* **BRIEF**:
Convert all the rows below into a Markdown table with the columns No and Line. Put each row's number under No and its text under Line, and omit blank lines.

- - - - - - -

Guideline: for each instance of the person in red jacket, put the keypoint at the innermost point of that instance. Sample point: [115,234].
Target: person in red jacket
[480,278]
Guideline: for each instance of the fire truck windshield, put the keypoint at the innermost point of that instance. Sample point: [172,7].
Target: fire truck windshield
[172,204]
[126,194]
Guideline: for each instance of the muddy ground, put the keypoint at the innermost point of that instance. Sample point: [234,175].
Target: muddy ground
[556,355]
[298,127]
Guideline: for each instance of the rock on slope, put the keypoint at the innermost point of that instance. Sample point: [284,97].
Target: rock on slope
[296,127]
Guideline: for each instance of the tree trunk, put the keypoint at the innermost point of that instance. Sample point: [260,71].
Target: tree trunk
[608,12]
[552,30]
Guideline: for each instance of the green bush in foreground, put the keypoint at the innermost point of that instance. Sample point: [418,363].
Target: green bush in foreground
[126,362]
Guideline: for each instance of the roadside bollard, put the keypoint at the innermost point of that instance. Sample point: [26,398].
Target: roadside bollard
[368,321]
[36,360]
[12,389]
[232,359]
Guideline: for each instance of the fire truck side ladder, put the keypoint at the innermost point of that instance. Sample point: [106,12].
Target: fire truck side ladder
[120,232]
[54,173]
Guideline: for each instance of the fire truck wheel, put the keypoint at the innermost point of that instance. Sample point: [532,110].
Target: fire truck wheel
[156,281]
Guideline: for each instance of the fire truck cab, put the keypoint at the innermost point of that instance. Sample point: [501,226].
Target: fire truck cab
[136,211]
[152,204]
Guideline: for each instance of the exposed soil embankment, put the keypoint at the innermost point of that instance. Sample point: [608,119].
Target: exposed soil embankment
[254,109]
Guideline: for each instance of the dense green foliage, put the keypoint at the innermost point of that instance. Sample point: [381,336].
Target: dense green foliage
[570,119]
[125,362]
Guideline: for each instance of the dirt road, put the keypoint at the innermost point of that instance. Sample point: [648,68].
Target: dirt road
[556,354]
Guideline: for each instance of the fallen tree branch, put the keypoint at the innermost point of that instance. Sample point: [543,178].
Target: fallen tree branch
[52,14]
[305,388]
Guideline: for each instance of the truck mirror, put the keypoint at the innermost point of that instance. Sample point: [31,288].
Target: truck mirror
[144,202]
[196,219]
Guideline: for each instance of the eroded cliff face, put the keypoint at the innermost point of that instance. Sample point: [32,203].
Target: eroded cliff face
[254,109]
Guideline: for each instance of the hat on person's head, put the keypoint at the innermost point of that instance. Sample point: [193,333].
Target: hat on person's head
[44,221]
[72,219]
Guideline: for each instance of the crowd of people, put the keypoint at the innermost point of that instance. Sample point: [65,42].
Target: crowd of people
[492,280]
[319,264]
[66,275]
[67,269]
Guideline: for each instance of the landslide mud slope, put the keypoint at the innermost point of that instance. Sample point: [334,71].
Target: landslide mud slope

- - - - - - -

* **ANSWER IN FULL**:
| No | Line |
|---|---|
| 1 | Guideline: for each instance of the person in red jacket, put the keypoint at the innermost point of that instance. Sample point: [115,234]. |
| 2 | Target: person in red jacket |
| 3 | [480,278] |
| 4 | Guideline: for each instance of the fire truck windshield, put the keypoint at the innermost point of that instance. Sample point: [172,7]. |
| 5 | Target: fire truck windshield |
| 6 | [172,204] |
| 7 | [126,194] |
| 8 | Guideline: for each instance of the muddy ground, put the keypoint at the innermost point of that instance. Sample point: [234,175]. |
| 9 | Target: muddy ground |
| 10 | [556,355] |
| 11 | [298,127] |
| 12 | Guideline: for each instance of the rock on slope, put the keypoint at the innermost point of that instance. Sample point: [284,97]. |
| 13 | Target: rock on slope |
| 14 | [296,127] |
| 15 | Guideline: for each instance of the tree trunk, put the keypoint at the innermost point of that instance. Sample point: [260,71]. |
| 16 | Target: tree trunk |
| 17 | [608,12] |
| 18 | [552,30] |
| 19 | Guideline: for each instance of the green bush in foreground, put the keypoint at the innermost point of that instance. Sample point: [418,363]. |
| 20 | Target: green bush in foreground |
| 21 | [126,362] |
| 22 | Guideline: for each instance of the roadside bollard, put the keypoint at the innermost point of that instance. Sample point: [26,398]. |
| 23 | Target: roadside bollard |
| 24 | [368,321] |
| 25 | [36,360] |
| 26 | [12,389] |
| 27 | [232,359] |
| 28 | Guideline: for each instance of the fire truck side ladder, put the keypoint at the innermost point of that instance. Sample point: [106,12]. |
| 29 | Target: fire truck side ladder |
| 30 | [120,232] |
| 31 | [54,173] |
| 32 | Guideline: for each instance of the fire truck wheel, put the keypoint at the innermost point of that instance. Sample point: [532,110]. |
| 33 | Target: fire truck wheel |
| 34 | [156,281] |
| 35 | Guideline: for each instance of the fire truck cab, put the keypoint at the innermost point of that instance. Sample point: [501,226]. |
| 36 | Target: fire truck cab |
| 37 | [136,211] |
| 38 | [152,204] |
| 39 | Guideline: for each instance of the exposed soil embankment, put the keypoint at the innermost point of that instance. Sample point: [608,119]. |
| 40 | Target: exposed soil embankment |
| 41 | [254,109] |
| 42 | Guideline: for each instance of the dense green foliage, put the keypoint at the innermost point of that instance. Sample point: [381,336]. |
| 43 | Target: dense green foliage |
| 44 | [570,119] |
| 45 | [125,362] |
| 46 | Guideline: for each instance of the dirt road, put the keypoint at the innermost point of that instance. Sample point: [648,68]. |
| 47 | Target: dirt road |
| 48 | [556,354] |
| 49 | Guideline: for each instance of the fallen tree branch, put the keypoint at the innermost point of that instance. Sample point: [543,178]. |
| 50 | Target: fallen tree branch |
| 51 | [52,14] |
| 52 | [305,388] |
| 53 | Guideline: for each instance of the truck mirror, put the keypoint at the innermost point of that instance. Sample point: [31,288]. |
| 54 | Target: truck mirror |
| 55 | [144,202] |
| 56 | [196,219] |
| 57 | Guideline: for each instance of the eroded cliff face, put the keypoint at the innermost point of that instance. Sample point: [32,203]. |
| 58 | Target: eroded cliff face |
| 59 | [254,109] |
| 60 | Guideline: for each instance of the hat on person's head, put the keypoint at the innermost point of that instance. Sample point: [193,333]. |
| 61 | Target: hat on person's head |
| 62 | [44,221] |
| 63 | [72,219] |
| 64 | Guideline: for each instance of the crowd of people, put the keypoint at the innermost point of that instance. Sample point: [65,42]. |
| 65 | Target: crowd of people |
| 66 | [492,280] |
| 67 | [319,264] |
| 68 | [66,275] |
| 69 | [67,269] |
| 70 | Guideline: for each instance of the landslide mud slope, put the keypoint at the innermost point of that instance. Sample point: [334,71]. |
| 71 | Target: landslide mud slope |